### THE PROBLEM
Transcribe the portion of the duendita profile that runs from "Pitchfork: On your" to "hate her Blackness.".

### EXCERPTED PASSAGE
+ + + + +

Camacho's stage name was inspired by the Spanish poet Federico García Lorca's concept of duende—that inexplicable, mysterious feeling when a piece of art makes the hair on your arms stand up. This sense of wonder radiates throughout direct line, her voice pirouetting from clear, open tones to deep, rounded wails. Camacho sings about heartache, loneliness, and death while situating love, tenderness, and a relationship with something bigger than herself as antidotes. Camacho, who is Puerto Rican-American and Afro-Latinx, also addresses the pain of racial and gendered oppression while uplifting Black women and celebrating her ancestry through prayer and love. Despite her hardships, she finds salvation in God, in the feeling of sunlight on her face, in a future full of daughters.
"I'm very loving and full of joy, but I'm also depressed all the time," she explains. "Maybe everything that has happened in the world has just created this divided person. I often think, Colonization has divided me this way. I cannot recognize myself. I do not fit in America."
During dinner, Camacho gets emotional telling me about how she was a sad child who often felt she couldn't express herself. Her mother encouraged her to be creative, she says, "not so that I could be something, but so I could be OK."
Camacho produced direct line alongside her best friend, Ezra O.S.T., and voices from those in her circle show up multiple times—even the sound of a pal's dog flapping his ears can be heard in the mix. It's all a reflection of the close-knit sense of camaraderie that drives her work and life. "I'm just the person who brings cake to your house and smokes you out forever," she says.
The music video for her song "blue hands," a condemnation of racialized police brutality, speaks to the way she fosters community. The single-take clip, which was filmed in Camacho's bedroom, begins with a close up of her face but slowly zooms out to reveal that she is surrounded by other Black women, including her younger sister. A sign behind her reads, "Say Her Name." The scene is strikingly intimate, a nod to the spaces and people that offer solace from the world's injustices. "Collaboration is, in a way, my reparations," she says.
After finishing our meal, Camacho and I sit at our table for hours, our conversation unspooling slowly. At one point, she pulls out her colored pencils, and we start doodling. I draw random lines, and she begins shading in an amorphous brown swath that eventually becomes a portrait of me. Speaking in shapes and squiggles, it feels comfortable, like being around an old friend.
Pitchfork: On your song "pray," you sing, "I pray for the girls who feel lonely." What do you do when you feel lonely?
duendita: When I'm lonely, I don't really try to cure it. I spend a lot of time alone, and I don't see it as an ailment anymore. The line is for my younger self, who felt ugly and lonely. I grew up feeling rejected and different from everybody else. Me and my grandma look exactly the same, but she's mean. I'm like, "Listen, we look the same, so stop calling me ugly. We actually should be besties, and you should be giving me all the cheat codes. Stop putting me down." But that's colonization. She has been taught to hate herself and to hate her Blackness.
When I was young I couldn't speak up and say, "I don't like this." It was very hard for me to say what was wrong for me and my body. But gaining communication skills changed my life. I feel like I was born last year. I'm more confident, in a sense where I'm relying on my intuition. So that line is the center of a larger feeling that that song is radiating, and that I'm still discovering today.
When I first made "pray," the Ableton session was called "Bipolar Prayer," and, with every lyric, the first line and the second line contradict each other. It talks about how I'm feeling sad and then how I'm feeling happy. And then it lists things you can do to prevent those feelings.

+ + + + +

[Collected data entries]
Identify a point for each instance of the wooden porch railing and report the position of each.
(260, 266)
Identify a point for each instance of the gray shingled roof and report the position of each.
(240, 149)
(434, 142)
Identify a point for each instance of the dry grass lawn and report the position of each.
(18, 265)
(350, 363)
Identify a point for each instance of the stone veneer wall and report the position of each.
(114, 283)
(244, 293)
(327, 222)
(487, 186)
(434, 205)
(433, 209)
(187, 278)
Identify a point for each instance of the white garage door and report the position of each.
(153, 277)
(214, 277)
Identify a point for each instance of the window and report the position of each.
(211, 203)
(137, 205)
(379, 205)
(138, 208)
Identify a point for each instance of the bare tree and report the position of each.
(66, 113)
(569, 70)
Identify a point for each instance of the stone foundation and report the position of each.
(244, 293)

+ + + + +

### SOLUTION TO THE EXERCISE
Pitchfork: On your song "pray," you sing, "I pray for the girls who feel lonely." What do you do when you feel lonely?
duendita: When I'm lonely, I don't really try to cure it. I spend a lot of time alone, and I don't see it as an ailment anymore. The line is for my younger self, who felt ugly and lonely. I grew up feeling rejected and different from everybody else. Me and my grandma look exactly the same, but she's mean. I'm like, "Listen, we look the same, so stop calling me ugly. We actually should be besties, and you should be giving me all the cheat codes. Stop putting me down." But that's colonization. She has been taught to hate herself and to hate her Blackness.